◆ PASSAGE PRÉSENTÉ ◆

------------------------------------------------

Quelle incongruité, enfin, en constatant une proportion de 0,3 % d’ingénieurs attirés par cette aventure lorsque 20 % d’une promotion d’ HEC est prête à relever le défi ! À l’inverse aux USA, la part de scientifiques-entrepreneurs est majoritaire[8].
N’est-il pas naturel que ceux disposant des compétences techniques contribuent le plus à innover ?
Entreprendre : c’est explorer le monde de demain
Si nous souhaitons faire du plateau de Saclay une technopole de rang mondial, il devient impératif de refonder notre culture entrepreneuriale en donnant le goût d’innover, d’entreprendre, d’oser dès les bancs de nos universités comme le font les suisses à l’EPFL avec le XGrant Program proposant de se lancer à ceux qui le désirent dès le niveau Bachelor[9] !
HEC l’a bien compris à travers son programme de financement de start-up, dès « la création sur powerpoint »[10], armé d’un fonds de 30 Millions d’Euros, opérationnel à partir de Décembre 2020, et sa nouvelle devise : « Tomorrow is our business ». Ce sont bien les technologies, les grandes découvertes et innovations qui font avancer les sociétés et prospérer une Nation. Si la pandémie constitue bien un défi inédit, elle est propice à de sérieuses transformations qui permettront non pas à un label, une marque, une école de briller mais à notre pays de rayonner ; et c’est bien là tout l’enjeu !

------------------------------------------------

◆ DONNÉES EXTRAITES ◆

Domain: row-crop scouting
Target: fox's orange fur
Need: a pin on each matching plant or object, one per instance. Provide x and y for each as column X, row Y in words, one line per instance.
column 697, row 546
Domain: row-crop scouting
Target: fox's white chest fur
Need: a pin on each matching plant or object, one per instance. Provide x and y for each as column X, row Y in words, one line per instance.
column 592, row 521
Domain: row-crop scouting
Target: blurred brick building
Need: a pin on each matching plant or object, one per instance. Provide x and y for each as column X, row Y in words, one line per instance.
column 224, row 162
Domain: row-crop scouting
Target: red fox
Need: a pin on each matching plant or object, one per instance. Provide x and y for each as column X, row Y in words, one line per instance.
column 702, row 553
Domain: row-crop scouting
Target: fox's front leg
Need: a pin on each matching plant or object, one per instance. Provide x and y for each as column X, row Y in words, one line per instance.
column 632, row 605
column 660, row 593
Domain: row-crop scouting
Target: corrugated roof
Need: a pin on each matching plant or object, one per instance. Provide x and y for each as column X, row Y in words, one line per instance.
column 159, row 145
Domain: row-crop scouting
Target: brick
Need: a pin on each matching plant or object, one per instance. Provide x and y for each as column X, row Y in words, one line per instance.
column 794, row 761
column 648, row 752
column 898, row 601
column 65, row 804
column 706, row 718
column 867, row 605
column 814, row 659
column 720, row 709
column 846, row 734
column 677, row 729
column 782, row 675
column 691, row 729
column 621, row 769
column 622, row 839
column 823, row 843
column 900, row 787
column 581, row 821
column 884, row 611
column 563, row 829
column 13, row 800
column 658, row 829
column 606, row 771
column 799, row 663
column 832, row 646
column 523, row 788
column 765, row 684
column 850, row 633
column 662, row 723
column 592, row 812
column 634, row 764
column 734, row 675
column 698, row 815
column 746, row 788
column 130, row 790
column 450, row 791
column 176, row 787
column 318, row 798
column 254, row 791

------------------------------------------------

◆ TÂCHES À RÉALISER ◆
[1] D'après l'extrait sur l'entrepreneuriat, de quel montant est doté le fonds du programme de financement de start-up d'HEC ?
[2] Recopiez, dans l'extrait sur l'entrepreneuriat, le passage allant de « Quelle incongruité, enfin, en » jusqu'à « scientifiques-entrepreneurs est majoritaire[8]. ».

◆ RÉSULTATS OBTENUS ◆
[1] 30 millions d'euros.

[2]
Quelle incongruité, enfin, en constatant une proportion de 0,3 % d’ingénieurs attirés par cette aventure lorsque 20 % d’une promotion d’ HEC est prête à relever le défi ! À l’inverse aux USA, la part de scientifiques-entrepreneurs est majoritaire[8].